Write out the records once more, exactly as given.

Material provided START

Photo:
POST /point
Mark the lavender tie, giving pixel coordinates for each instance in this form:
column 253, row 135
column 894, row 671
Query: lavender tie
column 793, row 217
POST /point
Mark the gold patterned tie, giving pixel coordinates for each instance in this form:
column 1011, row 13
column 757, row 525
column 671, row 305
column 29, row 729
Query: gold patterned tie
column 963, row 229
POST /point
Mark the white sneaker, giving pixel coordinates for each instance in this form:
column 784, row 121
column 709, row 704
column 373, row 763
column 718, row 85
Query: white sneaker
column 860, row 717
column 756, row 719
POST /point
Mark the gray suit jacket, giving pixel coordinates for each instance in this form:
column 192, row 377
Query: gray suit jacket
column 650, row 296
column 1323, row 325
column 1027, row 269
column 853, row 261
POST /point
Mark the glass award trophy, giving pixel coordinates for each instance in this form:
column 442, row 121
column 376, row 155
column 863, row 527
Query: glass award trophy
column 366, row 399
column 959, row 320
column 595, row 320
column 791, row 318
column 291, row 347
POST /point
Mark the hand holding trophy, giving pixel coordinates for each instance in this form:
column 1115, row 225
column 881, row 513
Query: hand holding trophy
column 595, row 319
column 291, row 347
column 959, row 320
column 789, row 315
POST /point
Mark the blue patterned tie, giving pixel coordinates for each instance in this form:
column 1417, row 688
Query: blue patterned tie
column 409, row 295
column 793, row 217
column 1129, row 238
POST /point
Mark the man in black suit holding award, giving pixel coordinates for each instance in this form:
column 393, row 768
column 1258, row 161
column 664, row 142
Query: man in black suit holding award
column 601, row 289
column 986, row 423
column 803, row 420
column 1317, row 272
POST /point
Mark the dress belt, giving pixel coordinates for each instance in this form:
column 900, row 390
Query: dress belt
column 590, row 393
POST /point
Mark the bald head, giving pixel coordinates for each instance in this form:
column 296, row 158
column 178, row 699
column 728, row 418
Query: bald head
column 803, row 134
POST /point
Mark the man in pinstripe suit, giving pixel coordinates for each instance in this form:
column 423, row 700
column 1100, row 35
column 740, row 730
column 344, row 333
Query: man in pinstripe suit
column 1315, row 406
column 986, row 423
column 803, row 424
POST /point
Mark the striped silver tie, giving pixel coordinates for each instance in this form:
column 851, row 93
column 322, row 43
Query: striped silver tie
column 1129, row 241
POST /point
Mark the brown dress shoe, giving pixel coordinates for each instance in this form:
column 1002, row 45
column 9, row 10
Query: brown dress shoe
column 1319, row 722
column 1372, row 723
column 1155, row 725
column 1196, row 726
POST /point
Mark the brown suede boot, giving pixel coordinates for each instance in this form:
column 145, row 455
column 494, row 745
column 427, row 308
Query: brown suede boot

Material provided END

Reply.
Photo:
POST /point
Mark the lavender tie, giving pixel coordinates for each instance in this form:
column 253, row 135
column 894, row 671
Query: lavender tie
column 793, row 217
POST /point
Mark the gold patterned tie, giving pixel coordinates for each instance in this form:
column 1011, row 13
column 757, row 525
column 671, row 305
column 29, row 729
Query: gold patterned tie
column 963, row 229
POST /point
Mark the white sneaker, giving pixel coordinates for each instance in this form:
column 784, row 121
column 709, row 704
column 373, row 763
column 718, row 85
Query: white sneaker
column 860, row 717
column 756, row 719
POST /point
Mark the gray suit jacket, giving pixel coordinates for each instance in this form:
column 192, row 377
Query: gray suit jacket
column 650, row 296
column 1323, row 325
column 1027, row 269
column 853, row 261
POST /point
Mark the glass award trophy, giving pixel coordinates for each instance in this form:
column 442, row 121
column 376, row 155
column 863, row 527
Query: glass award trophy
column 366, row 399
column 959, row 320
column 595, row 320
column 791, row 318
column 291, row 347
POST /point
Mark the hand holding trophy, giving pixel coordinates for each instance in this form:
column 1115, row 225
column 881, row 513
Query: hand holding trophy
column 595, row 319
column 291, row 347
column 959, row 320
column 789, row 315
POST /point
Mark the blue patterned tie, giving pixel coordinates for each instance in this form:
column 1417, row 688
Query: blue patterned tie
column 409, row 295
column 793, row 217
column 1129, row 238
POST /point
Mark the man in black suit holding award, giving pixel coordinates for each instance in this form:
column 393, row 768
column 1258, row 161
column 664, row 142
Query: man in black suit holding award
column 601, row 289
column 986, row 423
column 803, row 420
column 1317, row 272
POST /point
Mark the dress belt, giving pixel coordinates for each instance in this form:
column 900, row 390
Query: dress belt
column 590, row 393
POST /point
Mark the bald head, giving pixel coordinates for each instance in this form:
column 296, row 158
column 178, row 699
column 728, row 418
Query: bald head
column 803, row 134
POST /point
Mark the man in pinstripe suit, giving pixel coordinates for each instance in this form:
column 423, row 700
column 1100, row 35
column 740, row 730
column 344, row 333
Query: man in pinstripe suit
column 1315, row 406
column 986, row 423
column 803, row 424
POST /point
Mark the striped silver tie, giving pixel coordinates for each instance in this form:
column 851, row 93
column 322, row 43
Query: striped silver tie
column 1129, row 241
POST /point
Mark the brown dress shoe, giving pixel coordinates for each instance in this form:
column 1002, row 45
column 9, row 10
Query: brown dress shoe
column 1319, row 722
column 1372, row 723
column 1155, row 725
column 1196, row 726
POST /point
Mark the brown suede boot, giving pixel coordinates for each instance in this form:
column 145, row 455
column 494, row 745
column 427, row 308
Query: brown suede boot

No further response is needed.